● Aim of the exercise
Extract exactly the range of lines bounded by the line containing "the rock face" and the final line of the listing, both ends included, and no other lines.
########
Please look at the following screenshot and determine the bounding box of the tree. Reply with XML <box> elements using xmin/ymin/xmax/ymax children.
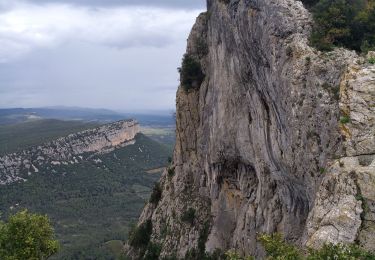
<box><xmin>309</xmin><ymin>0</ymin><xmax>375</xmax><ymax>52</ymax></box>
<box><xmin>0</xmin><ymin>210</ymin><xmax>59</xmax><ymax>260</ymax></box>
<box><xmin>258</xmin><ymin>233</ymin><xmax>303</xmax><ymax>260</ymax></box>
<box><xmin>178</xmin><ymin>54</ymin><xmax>205</xmax><ymax>91</ymax></box>
<box><xmin>257</xmin><ymin>233</ymin><xmax>375</xmax><ymax>260</ymax></box>
<box><xmin>301</xmin><ymin>0</ymin><xmax>320</xmax><ymax>8</ymax></box>
<box><xmin>149</xmin><ymin>182</ymin><xmax>162</xmax><ymax>205</ymax></box>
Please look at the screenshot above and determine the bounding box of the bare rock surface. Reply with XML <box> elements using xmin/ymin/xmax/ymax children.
<box><xmin>129</xmin><ymin>0</ymin><xmax>374</xmax><ymax>258</ymax></box>
<box><xmin>306</xmin><ymin>63</ymin><xmax>375</xmax><ymax>250</ymax></box>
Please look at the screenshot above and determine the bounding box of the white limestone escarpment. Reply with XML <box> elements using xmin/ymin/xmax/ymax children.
<box><xmin>0</xmin><ymin>120</ymin><xmax>140</xmax><ymax>185</ymax></box>
<box><xmin>129</xmin><ymin>0</ymin><xmax>375</xmax><ymax>258</ymax></box>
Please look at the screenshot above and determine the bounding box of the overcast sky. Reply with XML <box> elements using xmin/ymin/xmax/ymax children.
<box><xmin>0</xmin><ymin>0</ymin><xmax>205</xmax><ymax>112</ymax></box>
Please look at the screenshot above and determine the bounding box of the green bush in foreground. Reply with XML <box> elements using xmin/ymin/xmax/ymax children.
<box><xmin>226</xmin><ymin>250</ymin><xmax>254</xmax><ymax>260</ymax></box>
<box><xmin>226</xmin><ymin>234</ymin><xmax>374</xmax><ymax>260</ymax></box>
<box><xmin>307</xmin><ymin>243</ymin><xmax>375</xmax><ymax>259</ymax></box>
<box><xmin>0</xmin><ymin>210</ymin><xmax>59</xmax><ymax>260</ymax></box>
<box><xmin>258</xmin><ymin>233</ymin><xmax>303</xmax><ymax>260</ymax></box>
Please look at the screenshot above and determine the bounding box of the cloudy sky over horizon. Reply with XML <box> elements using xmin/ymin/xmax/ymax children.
<box><xmin>0</xmin><ymin>0</ymin><xmax>205</xmax><ymax>112</ymax></box>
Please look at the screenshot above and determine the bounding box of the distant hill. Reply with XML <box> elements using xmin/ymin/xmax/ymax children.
<box><xmin>0</xmin><ymin>121</ymin><xmax>171</xmax><ymax>259</ymax></box>
<box><xmin>0</xmin><ymin>107</ymin><xmax>175</xmax><ymax>128</ymax></box>
<box><xmin>0</xmin><ymin>107</ymin><xmax>125</xmax><ymax>125</ymax></box>
<box><xmin>0</xmin><ymin>119</ymin><xmax>100</xmax><ymax>155</ymax></box>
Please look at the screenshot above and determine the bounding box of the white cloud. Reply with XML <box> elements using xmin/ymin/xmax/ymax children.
<box><xmin>0</xmin><ymin>1</ymin><xmax>200</xmax><ymax>62</ymax></box>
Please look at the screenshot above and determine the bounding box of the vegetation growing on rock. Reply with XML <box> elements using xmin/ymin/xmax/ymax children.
<box><xmin>305</xmin><ymin>0</ymin><xmax>375</xmax><ymax>52</ymax></box>
<box><xmin>258</xmin><ymin>233</ymin><xmax>302</xmax><ymax>260</ymax></box>
<box><xmin>226</xmin><ymin>234</ymin><xmax>375</xmax><ymax>260</ymax></box>
<box><xmin>178</xmin><ymin>54</ymin><xmax>205</xmax><ymax>92</ymax></box>
<box><xmin>301</xmin><ymin>0</ymin><xmax>320</xmax><ymax>8</ymax></box>
<box><xmin>181</xmin><ymin>208</ymin><xmax>196</xmax><ymax>225</ymax></box>
<box><xmin>149</xmin><ymin>182</ymin><xmax>162</xmax><ymax>205</ymax></box>
<box><xmin>340</xmin><ymin>115</ymin><xmax>350</xmax><ymax>124</ymax></box>
<box><xmin>128</xmin><ymin>220</ymin><xmax>153</xmax><ymax>250</ymax></box>
<box><xmin>168</xmin><ymin>166</ymin><xmax>175</xmax><ymax>178</ymax></box>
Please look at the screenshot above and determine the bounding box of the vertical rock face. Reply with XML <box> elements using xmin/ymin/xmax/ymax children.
<box><xmin>132</xmin><ymin>0</ymin><xmax>375</xmax><ymax>258</ymax></box>
<box><xmin>306</xmin><ymin>63</ymin><xmax>375</xmax><ymax>250</ymax></box>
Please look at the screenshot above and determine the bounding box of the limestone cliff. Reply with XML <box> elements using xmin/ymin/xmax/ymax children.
<box><xmin>130</xmin><ymin>0</ymin><xmax>375</xmax><ymax>258</ymax></box>
<box><xmin>0</xmin><ymin>119</ymin><xmax>140</xmax><ymax>184</ymax></box>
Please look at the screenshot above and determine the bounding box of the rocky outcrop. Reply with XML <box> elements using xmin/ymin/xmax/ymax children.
<box><xmin>130</xmin><ymin>0</ymin><xmax>375</xmax><ymax>258</ymax></box>
<box><xmin>0</xmin><ymin>120</ymin><xmax>140</xmax><ymax>184</ymax></box>
<box><xmin>306</xmin><ymin>62</ymin><xmax>375</xmax><ymax>250</ymax></box>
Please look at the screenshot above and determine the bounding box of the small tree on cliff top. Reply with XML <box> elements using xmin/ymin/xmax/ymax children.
<box><xmin>178</xmin><ymin>54</ymin><xmax>205</xmax><ymax>92</ymax></box>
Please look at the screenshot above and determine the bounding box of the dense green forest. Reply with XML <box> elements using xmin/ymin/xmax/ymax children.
<box><xmin>302</xmin><ymin>0</ymin><xmax>375</xmax><ymax>52</ymax></box>
<box><xmin>0</xmin><ymin>119</ymin><xmax>99</xmax><ymax>155</ymax></box>
<box><xmin>0</xmin><ymin>133</ymin><xmax>171</xmax><ymax>259</ymax></box>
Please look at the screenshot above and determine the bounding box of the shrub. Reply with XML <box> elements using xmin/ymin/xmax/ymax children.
<box><xmin>0</xmin><ymin>210</ymin><xmax>59</xmax><ymax>260</ymax></box>
<box><xmin>321</xmin><ymin>83</ymin><xmax>340</xmax><ymax>100</ymax></box>
<box><xmin>307</xmin><ymin>243</ymin><xmax>375</xmax><ymax>259</ymax></box>
<box><xmin>149</xmin><ymin>182</ymin><xmax>162</xmax><ymax>205</ymax></box>
<box><xmin>332</xmin><ymin>86</ymin><xmax>340</xmax><ymax>100</ymax></box>
<box><xmin>143</xmin><ymin>242</ymin><xmax>161</xmax><ymax>260</ymax></box>
<box><xmin>340</xmin><ymin>115</ymin><xmax>350</xmax><ymax>124</ymax></box>
<box><xmin>184</xmin><ymin>248</ymin><xmax>200</xmax><ymax>260</ymax></box>
<box><xmin>258</xmin><ymin>233</ymin><xmax>303</xmax><ymax>260</ymax></box>
<box><xmin>128</xmin><ymin>220</ymin><xmax>152</xmax><ymax>249</ymax></box>
<box><xmin>196</xmin><ymin>37</ymin><xmax>209</xmax><ymax>58</ymax></box>
<box><xmin>198</xmin><ymin>222</ymin><xmax>210</xmax><ymax>255</ymax></box>
<box><xmin>305</xmin><ymin>56</ymin><xmax>312</xmax><ymax>66</ymax></box>
<box><xmin>208</xmin><ymin>249</ymin><xmax>227</xmax><ymax>260</ymax></box>
<box><xmin>164</xmin><ymin>253</ymin><xmax>179</xmax><ymax>260</ymax></box>
<box><xmin>309</xmin><ymin>0</ymin><xmax>375</xmax><ymax>52</ymax></box>
<box><xmin>178</xmin><ymin>54</ymin><xmax>205</xmax><ymax>92</ymax></box>
<box><xmin>226</xmin><ymin>250</ymin><xmax>255</xmax><ymax>260</ymax></box>
<box><xmin>184</xmin><ymin>248</ymin><xmax>226</xmax><ymax>260</ymax></box>
<box><xmin>368</xmin><ymin>57</ymin><xmax>375</xmax><ymax>64</ymax></box>
<box><xmin>181</xmin><ymin>208</ymin><xmax>196</xmax><ymax>225</ymax></box>
<box><xmin>301</xmin><ymin>0</ymin><xmax>320</xmax><ymax>8</ymax></box>
<box><xmin>255</xmin><ymin>233</ymin><xmax>375</xmax><ymax>260</ymax></box>
<box><xmin>168</xmin><ymin>156</ymin><xmax>173</xmax><ymax>163</ymax></box>
<box><xmin>168</xmin><ymin>167</ymin><xmax>175</xmax><ymax>178</ymax></box>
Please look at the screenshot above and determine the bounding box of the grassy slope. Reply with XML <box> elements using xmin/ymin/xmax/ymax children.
<box><xmin>0</xmin><ymin>133</ymin><xmax>171</xmax><ymax>259</ymax></box>
<box><xmin>0</xmin><ymin>119</ymin><xmax>100</xmax><ymax>155</ymax></box>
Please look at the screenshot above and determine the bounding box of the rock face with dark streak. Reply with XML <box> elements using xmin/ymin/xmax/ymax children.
<box><xmin>130</xmin><ymin>0</ymin><xmax>375</xmax><ymax>258</ymax></box>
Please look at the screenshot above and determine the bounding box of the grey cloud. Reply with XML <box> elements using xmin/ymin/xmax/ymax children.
########
● Reply
Please look at the screenshot above and determine the bounding box of the rock face with dark streak. Reply with XML <box> elements using xmin/ymin/xmax/ymax children.
<box><xmin>130</xmin><ymin>0</ymin><xmax>375</xmax><ymax>258</ymax></box>
Please look at the screenshot above and determine the bounding box of the grey cloud. Reply with XML <box> elements using xmin/ymin/xmax/ymax children.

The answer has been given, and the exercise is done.